DATASET EXTRACT

————

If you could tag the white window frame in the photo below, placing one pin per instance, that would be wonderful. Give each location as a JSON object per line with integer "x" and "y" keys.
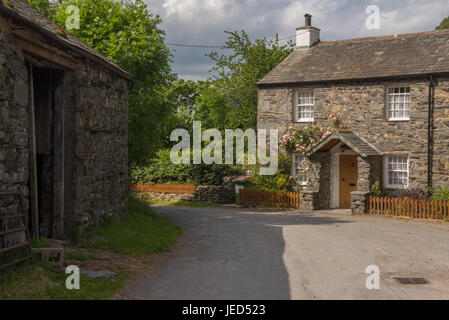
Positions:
{"x": 301, "y": 104}
{"x": 295, "y": 175}
{"x": 398, "y": 98}
{"x": 388, "y": 169}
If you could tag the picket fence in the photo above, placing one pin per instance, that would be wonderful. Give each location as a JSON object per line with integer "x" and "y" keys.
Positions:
{"x": 425, "y": 209}
{"x": 270, "y": 199}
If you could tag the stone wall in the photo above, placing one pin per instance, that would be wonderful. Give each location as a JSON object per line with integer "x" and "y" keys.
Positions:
{"x": 224, "y": 194}
{"x": 316, "y": 195}
{"x": 362, "y": 108}
{"x": 13, "y": 124}
{"x": 96, "y": 139}
{"x": 99, "y": 102}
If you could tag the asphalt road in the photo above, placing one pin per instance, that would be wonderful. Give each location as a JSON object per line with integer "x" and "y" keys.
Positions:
{"x": 230, "y": 253}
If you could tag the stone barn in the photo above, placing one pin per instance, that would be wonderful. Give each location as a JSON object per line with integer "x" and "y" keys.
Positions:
{"x": 63, "y": 126}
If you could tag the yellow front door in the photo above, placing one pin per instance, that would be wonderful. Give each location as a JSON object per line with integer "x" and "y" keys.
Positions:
{"x": 348, "y": 179}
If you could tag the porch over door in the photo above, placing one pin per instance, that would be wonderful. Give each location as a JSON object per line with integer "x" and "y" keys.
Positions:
{"x": 348, "y": 179}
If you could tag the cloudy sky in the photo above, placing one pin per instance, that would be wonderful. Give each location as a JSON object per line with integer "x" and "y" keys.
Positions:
{"x": 203, "y": 22}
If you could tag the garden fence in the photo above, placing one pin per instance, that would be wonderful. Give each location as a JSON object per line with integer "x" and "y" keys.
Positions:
{"x": 270, "y": 199}
{"x": 426, "y": 209}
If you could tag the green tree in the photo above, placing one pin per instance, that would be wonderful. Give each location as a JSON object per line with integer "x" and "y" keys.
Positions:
{"x": 444, "y": 24}
{"x": 230, "y": 98}
{"x": 126, "y": 32}
{"x": 182, "y": 96}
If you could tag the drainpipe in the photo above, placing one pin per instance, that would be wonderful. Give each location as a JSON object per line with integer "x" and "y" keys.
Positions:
{"x": 432, "y": 82}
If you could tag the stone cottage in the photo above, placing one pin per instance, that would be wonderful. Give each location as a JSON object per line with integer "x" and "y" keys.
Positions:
{"x": 63, "y": 125}
{"x": 392, "y": 96}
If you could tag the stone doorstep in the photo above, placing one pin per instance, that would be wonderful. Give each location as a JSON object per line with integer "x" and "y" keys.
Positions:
{"x": 48, "y": 253}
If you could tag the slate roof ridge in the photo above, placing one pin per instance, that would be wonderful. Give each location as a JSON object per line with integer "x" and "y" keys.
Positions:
{"x": 384, "y": 37}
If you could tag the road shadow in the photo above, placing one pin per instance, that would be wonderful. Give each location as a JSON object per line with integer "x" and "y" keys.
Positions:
{"x": 224, "y": 254}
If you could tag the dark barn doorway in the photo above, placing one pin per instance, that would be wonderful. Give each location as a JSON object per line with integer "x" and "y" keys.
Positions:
{"x": 46, "y": 152}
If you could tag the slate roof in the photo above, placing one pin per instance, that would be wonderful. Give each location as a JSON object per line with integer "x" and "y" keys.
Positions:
{"x": 351, "y": 139}
{"x": 411, "y": 54}
{"x": 27, "y": 14}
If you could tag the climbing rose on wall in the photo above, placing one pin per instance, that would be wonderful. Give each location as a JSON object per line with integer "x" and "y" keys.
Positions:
{"x": 304, "y": 139}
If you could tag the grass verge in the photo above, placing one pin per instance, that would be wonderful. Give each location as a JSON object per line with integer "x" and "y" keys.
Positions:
{"x": 129, "y": 243}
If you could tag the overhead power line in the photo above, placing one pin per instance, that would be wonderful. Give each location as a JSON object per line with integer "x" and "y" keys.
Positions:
{"x": 209, "y": 46}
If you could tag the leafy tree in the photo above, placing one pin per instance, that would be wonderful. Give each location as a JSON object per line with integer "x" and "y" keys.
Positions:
{"x": 444, "y": 24}
{"x": 230, "y": 98}
{"x": 126, "y": 32}
{"x": 182, "y": 96}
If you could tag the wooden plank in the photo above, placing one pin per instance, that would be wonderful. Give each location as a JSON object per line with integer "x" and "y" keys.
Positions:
{"x": 17, "y": 246}
{"x": 32, "y": 150}
{"x": 4, "y": 233}
{"x": 58, "y": 159}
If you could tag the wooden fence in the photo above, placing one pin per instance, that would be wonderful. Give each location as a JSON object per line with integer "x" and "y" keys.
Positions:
{"x": 270, "y": 199}
{"x": 426, "y": 209}
{"x": 164, "y": 188}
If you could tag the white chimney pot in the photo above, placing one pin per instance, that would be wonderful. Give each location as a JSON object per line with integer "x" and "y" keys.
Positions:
{"x": 307, "y": 36}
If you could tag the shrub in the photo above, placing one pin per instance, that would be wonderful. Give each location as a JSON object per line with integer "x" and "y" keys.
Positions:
{"x": 161, "y": 170}
{"x": 441, "y": 194}
{"x": 280, "y": 182}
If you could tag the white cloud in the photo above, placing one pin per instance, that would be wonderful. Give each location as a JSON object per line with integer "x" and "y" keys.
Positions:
{"x": 204, "y": 22}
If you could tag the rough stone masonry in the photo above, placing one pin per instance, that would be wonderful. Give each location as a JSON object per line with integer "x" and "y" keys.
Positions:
{"x": 361, "y": 107}
{"x": 94, "y": 128}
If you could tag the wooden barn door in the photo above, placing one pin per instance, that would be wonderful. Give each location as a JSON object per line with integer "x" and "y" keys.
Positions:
{"x": 348, "y": 179}
{"x": 47, "y": 151}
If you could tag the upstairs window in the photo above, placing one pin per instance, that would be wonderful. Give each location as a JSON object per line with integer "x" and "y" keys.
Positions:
{"x": 301, "y": 172}
{"x": 396, "y": 174}
{"x": 305, "y": 101}
{"x": 398, "y": 103}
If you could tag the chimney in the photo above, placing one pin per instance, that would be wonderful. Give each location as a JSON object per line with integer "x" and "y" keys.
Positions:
{"x": 307, "y": 36}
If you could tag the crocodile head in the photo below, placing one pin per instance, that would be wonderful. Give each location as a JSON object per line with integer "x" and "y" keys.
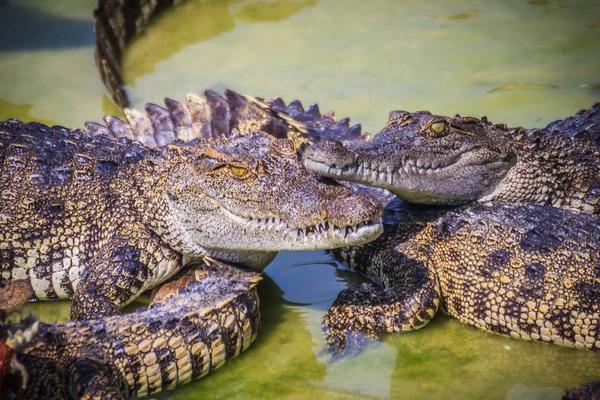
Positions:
{"x": 423, "y": 158}
{"x": 253, "y": 193}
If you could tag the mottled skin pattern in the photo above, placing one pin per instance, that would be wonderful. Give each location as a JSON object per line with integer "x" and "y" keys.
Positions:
{"x": 431, "y": 159}
{"x": 529, "y": 272}
{"x": 102, "y": 220}
{"x": 213, "y": 116}
{"x": 194, "y": 325}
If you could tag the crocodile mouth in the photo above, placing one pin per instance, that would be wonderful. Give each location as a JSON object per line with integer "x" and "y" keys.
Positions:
{"x": 388, "y": 176}
{"x": 310, "y": 233}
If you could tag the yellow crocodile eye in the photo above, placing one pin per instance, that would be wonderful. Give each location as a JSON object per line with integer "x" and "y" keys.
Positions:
{"x": 239, "y": 171}
{"x": 438, "y": 127}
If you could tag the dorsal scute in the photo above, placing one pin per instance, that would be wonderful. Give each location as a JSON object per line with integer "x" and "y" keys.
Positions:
{"x": 214, "y": 116}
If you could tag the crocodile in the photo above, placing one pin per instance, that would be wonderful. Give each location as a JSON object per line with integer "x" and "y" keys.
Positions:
{"x": 14, "y": 335}
{"x": 196, "y": 322}
{"x": 513, "y": 270}
{"x": 101, "y": 220}
{"x": 431, "y": 159}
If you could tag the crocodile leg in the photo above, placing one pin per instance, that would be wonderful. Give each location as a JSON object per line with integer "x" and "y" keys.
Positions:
{"x": 407, "y": 300}
{"x": 122, "y": 273}
{"x": 92, "y": 378}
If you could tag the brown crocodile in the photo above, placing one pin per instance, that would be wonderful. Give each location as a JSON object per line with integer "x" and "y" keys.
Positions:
{"x": 195, "y": 323}
{"x": 514, "y": 270}
{"x": 431, "y": 159}
{"x": 102, "y": 220}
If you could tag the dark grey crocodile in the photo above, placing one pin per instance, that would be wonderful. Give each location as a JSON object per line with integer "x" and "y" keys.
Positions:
{"x": 431, "y": 159}
{"x": 102, "y": 220}
{"x": 194, "y": 325}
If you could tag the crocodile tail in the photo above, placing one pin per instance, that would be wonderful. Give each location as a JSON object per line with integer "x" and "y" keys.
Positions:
{"x": 214, "y": 116}
{"x": 117, "y": 22}
{"x": 196, "y": 323}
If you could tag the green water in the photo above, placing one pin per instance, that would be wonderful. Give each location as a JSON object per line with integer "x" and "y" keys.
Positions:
{"x": 520, "y": 62}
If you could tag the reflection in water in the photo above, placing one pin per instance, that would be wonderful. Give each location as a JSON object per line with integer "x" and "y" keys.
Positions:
{"x": 26, "y": 28}
{"x": 536, "y": 86}
{"x": 211, "y": 19}
{"x": 19, "y": 111}
{"x": 361, "y": 59}
{"x": 466, "y": 15}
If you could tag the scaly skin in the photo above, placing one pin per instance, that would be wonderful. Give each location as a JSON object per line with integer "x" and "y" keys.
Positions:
{"x": 194, "y": 325}
{"x": 14, "y": 335}
{"x": 102, "y": 220}
{"x": 529, "y": 272}
{"x": 213, "y": 116}
{"x": 432, "y": 159}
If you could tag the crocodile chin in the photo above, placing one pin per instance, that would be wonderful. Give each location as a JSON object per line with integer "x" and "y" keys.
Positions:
{"x": 339, "y": 225}
{"x": 459, "y": 178}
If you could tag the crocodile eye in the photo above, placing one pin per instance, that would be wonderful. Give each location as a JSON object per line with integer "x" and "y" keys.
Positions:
{"x": 438, "y": 127}
{"x": 239, "y": 171}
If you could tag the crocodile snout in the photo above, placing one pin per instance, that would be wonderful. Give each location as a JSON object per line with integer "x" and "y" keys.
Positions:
{"x": 330, "y": 152}
{"x": 354, "y": 208}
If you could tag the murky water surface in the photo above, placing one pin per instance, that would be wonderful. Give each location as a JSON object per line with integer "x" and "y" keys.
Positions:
{"x": 519, "y": 62}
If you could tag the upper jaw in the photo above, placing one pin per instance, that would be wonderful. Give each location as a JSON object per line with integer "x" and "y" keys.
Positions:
{"x": 273, "y": 233}
{"x": 463, "y": 176}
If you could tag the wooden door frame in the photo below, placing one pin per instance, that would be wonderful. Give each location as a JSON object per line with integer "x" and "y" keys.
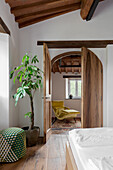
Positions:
{"x": 82, "y": 78}
{"x": 4, "y": 28}
{"x": 62, "y": 55}
{"x": 46, "y": 134}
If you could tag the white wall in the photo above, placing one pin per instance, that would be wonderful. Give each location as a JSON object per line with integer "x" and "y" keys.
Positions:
{"x": 110, "y": 85}
{"x": 4, "y": 81}
{"x": 9, "y": 20}
{"x": 67, "y": 27}
{"x": 58, "y": 92}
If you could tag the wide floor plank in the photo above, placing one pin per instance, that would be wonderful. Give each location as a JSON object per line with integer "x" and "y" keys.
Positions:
{"x": 50, "y": 156}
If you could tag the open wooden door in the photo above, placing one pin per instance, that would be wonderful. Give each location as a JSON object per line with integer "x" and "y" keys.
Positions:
{"x": 92, "y": 90}
{"x": 47, "y": 93}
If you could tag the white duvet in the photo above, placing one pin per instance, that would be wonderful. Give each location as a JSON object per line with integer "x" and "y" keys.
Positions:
{"x": 93, "y": 137}
{"x": 104, "y": 163}
{"x": 93, "y": 148}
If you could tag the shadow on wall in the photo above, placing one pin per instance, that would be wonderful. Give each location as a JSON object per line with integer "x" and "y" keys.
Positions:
{"x": 4, "y": 113}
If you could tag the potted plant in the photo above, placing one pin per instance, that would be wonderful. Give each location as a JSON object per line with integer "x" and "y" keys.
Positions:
{"x": 29, "y": 77}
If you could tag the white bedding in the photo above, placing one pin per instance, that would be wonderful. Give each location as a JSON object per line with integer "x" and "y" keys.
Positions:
{"x": 92, "y": 137}
{"x": 93, "y": 151}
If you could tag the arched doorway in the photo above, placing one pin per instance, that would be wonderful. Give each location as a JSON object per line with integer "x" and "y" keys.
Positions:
{"x": 92, "y": 89}
{"x": 92, "y": 86}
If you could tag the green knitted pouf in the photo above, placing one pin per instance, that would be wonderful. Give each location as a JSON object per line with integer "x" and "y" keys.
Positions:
{"x": 12, "y": 144}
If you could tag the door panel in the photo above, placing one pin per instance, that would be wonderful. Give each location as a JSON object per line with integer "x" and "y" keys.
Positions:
{"x": 47, "y": 93}
{"x": 92, "y": 90}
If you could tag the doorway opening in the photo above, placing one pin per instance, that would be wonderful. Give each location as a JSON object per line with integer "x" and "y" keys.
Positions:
{"x": 66, "y": 91}
{"x": 91, "y": 94}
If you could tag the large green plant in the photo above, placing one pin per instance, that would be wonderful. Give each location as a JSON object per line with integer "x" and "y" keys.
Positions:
{"x": 30, "y": 79}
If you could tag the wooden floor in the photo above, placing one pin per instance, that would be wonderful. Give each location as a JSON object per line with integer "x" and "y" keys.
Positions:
{"x": 50, "y": 156}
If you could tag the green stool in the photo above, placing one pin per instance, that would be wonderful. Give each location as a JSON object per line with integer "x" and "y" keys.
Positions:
{"x": 12, "y": 144}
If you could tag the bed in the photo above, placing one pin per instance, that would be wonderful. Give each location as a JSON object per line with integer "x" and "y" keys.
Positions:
{"x": 90, "y": 149}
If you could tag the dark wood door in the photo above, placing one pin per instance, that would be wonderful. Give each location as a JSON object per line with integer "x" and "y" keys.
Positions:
{"x": 92, "y": 90}
{"x": 47, "y": 93}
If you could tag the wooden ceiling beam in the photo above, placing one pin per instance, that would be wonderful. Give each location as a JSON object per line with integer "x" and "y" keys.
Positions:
{"x": 33, "y": 21}
{"x": 35, "y": 15}
{"x": 17, "y": 4}
{"x": 88, "y": 8}
{"x": 77, "y": 44}
{"x": 43, "y": 7}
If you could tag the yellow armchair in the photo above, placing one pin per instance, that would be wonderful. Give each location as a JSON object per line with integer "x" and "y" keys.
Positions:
{"x": 62, "y": 112}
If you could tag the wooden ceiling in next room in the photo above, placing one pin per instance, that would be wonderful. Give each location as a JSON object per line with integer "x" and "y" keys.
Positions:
{"x": 71, "y": 63}
{"x": 28, "y": 12}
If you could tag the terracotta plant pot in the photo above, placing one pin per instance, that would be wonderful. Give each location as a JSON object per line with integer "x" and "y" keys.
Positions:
{"x": 32, "y": 135}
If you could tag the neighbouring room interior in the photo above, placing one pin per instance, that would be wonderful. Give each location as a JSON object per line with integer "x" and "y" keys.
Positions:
{"x": 66, "y": 91}
{"x": 56, "y": 85}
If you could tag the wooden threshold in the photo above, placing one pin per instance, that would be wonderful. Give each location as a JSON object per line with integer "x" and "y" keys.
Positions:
{"x": 77, "y": 44}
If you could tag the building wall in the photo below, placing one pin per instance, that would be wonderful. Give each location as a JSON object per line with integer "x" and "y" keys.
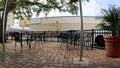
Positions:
{"x": 10, "y": 20}
{"x": 65, "y": 23}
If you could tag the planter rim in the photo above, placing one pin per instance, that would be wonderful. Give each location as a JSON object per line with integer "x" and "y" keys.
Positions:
{"x": 111, "y": 36}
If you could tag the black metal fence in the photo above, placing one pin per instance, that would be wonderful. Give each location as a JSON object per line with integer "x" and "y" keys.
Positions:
{"x": 69, "y": 38}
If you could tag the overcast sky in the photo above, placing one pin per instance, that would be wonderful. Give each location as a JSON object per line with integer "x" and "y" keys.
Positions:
{"x": 91, "y": 8}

————

DESCRIPTION OF THE TASK
Repeat, with no changes, each line from the one with "If you could tag the black" to the end of the listing, including both ends and nothing else.

ANSWER
If you could tag the black metal fence in the photo above, placing one pin per instance, that would be wonderful. Give each location as a JSON object per line with integer "x" and "y" keys.
Positions:
{"x": 69, "y": 38}
If you could tag the overcast sky in the photo above, placing one pin per instance, that would be wonderful. Give each location as a JSON object per line with integer "x" and "y" keys.
Positions:
{"x": 91, "y": 8}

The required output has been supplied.